**QUESTIONS**:
[a] Indiquez par oui ou par non si chacune des affirmations suivantes concorde avec l'extrait sur le paludisme au Burundi, en citant mot pour mot les termes du texte qui tranchent : (i) la quinine y est qualifiée de toxique ; (ii) les CTA soignent convenablement tous les malades ; (iii) le prix élevé du traitement freine de nombreux patients.
[b] Recopiez l'extrait sur le paludisme au Burundi en commençant aux mots « La prise en » et en vous arrêtant après « bon nombre patients. », et substituez « autorités sanitaires » à « pouvoirs publics ».
[c] D'après l'extrait sur le paludisme au Burundi, quels traitements les pouvoirs publics ont-ils finalement mis en avant ?

═════ EXTRAIT CHOISI ═════

La prise en charge du paludisme au Burundi a toujours été et demeure aujourd’hui, problématique. Le choix du médicament, notamment,reste souvent un dilemme pour de nombreux patients burundais. Après avoir encouragé la prise de quinine, toxique, puis de chloroquinine devenue inefficace, les pouvoirs publics ont finalement mis en avant les CTA. Cependant ces combinaisons ne parviennent toujours pas à soigner convenablement l’intégralité des malades, certains développant des résistances médicamenteuses. Et, conclusion amère comme le traitement, son prix élevé reste une barrière de taille pour bon nombre patients.

═════ INFORMATIONS EXTRAITES ═════

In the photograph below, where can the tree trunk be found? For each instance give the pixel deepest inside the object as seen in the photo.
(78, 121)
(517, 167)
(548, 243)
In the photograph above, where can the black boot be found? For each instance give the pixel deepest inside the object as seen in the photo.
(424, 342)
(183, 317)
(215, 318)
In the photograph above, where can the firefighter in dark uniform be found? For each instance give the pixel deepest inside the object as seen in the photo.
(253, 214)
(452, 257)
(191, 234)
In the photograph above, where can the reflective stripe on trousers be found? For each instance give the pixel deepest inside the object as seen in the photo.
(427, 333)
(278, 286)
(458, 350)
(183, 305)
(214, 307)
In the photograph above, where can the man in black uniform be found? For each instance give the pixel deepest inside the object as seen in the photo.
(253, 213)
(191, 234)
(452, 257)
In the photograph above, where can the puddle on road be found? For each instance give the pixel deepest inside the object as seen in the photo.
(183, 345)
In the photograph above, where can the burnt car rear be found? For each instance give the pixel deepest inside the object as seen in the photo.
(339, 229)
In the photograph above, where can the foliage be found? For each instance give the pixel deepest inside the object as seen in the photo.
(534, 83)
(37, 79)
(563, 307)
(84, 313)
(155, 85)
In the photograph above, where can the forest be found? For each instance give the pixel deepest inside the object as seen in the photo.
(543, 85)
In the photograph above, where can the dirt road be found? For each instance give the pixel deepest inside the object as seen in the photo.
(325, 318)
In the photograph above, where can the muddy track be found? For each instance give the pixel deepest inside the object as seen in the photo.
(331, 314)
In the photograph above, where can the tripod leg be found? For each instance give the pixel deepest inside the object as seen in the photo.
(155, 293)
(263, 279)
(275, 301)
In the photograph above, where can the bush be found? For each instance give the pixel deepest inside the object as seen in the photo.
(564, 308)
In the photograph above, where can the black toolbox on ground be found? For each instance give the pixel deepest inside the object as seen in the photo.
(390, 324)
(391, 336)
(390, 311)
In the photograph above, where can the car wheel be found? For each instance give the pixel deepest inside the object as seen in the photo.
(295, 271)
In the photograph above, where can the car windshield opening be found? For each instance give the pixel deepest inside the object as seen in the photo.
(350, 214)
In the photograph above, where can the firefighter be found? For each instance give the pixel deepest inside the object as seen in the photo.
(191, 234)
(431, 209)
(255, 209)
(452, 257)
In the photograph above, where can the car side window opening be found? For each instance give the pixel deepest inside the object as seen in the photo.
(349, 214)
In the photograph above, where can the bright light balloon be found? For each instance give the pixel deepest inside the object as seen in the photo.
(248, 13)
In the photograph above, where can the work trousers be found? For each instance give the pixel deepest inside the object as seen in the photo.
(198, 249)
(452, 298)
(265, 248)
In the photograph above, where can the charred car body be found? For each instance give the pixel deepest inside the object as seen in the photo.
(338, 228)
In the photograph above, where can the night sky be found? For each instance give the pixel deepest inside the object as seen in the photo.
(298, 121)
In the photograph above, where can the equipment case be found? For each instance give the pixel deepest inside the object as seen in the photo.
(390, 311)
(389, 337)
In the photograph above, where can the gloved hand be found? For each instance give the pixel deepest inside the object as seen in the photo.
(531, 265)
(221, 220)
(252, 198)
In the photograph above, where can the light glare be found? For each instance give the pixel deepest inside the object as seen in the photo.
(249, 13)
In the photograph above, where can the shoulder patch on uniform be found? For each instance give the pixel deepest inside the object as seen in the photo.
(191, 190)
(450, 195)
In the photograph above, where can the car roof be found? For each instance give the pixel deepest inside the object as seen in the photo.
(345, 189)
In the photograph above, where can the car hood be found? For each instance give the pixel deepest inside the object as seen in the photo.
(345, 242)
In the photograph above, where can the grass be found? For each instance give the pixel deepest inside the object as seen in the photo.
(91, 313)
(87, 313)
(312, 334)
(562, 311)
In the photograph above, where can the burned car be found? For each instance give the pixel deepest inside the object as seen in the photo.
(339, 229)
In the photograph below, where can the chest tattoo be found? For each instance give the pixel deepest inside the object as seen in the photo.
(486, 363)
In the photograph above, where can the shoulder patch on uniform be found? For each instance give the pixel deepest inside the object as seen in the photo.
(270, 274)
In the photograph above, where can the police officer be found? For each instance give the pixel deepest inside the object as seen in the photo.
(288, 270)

═════

**RÉPONSES**:
[a]
(i) Oui : « la prise de quinine, toxique »
(ii) Non : « ces combinaisons ne parviennent toujours pas à soigner convenablement l’intégralité des malades »
(iii) Oui : « son prix élevé reste une barrière de taille pour bon nombre patients »

[b]
La prise en charge du paludisme au Burundi a toujours été et demeure aujourd’hui, problématique. Le choix du médicament, notamment,reste souvent un dilemme pour de nombreux patients burundais. Après avoir encouragé la prise de quinine, toxique, puis de chloroquinine devenue inefficace, les autorités sanitaires ont finalement mis en avant les CTA. Cependant ces combinaisons ne parviennent toujours pas à soigner convenablement l’intégralité des malades, certains développant des résistances médicamenteuses. Et, conclusion amère comme le traitement, son prix élevé reste une barrière de taille pour bon nombre patients.

[c] Les CTA.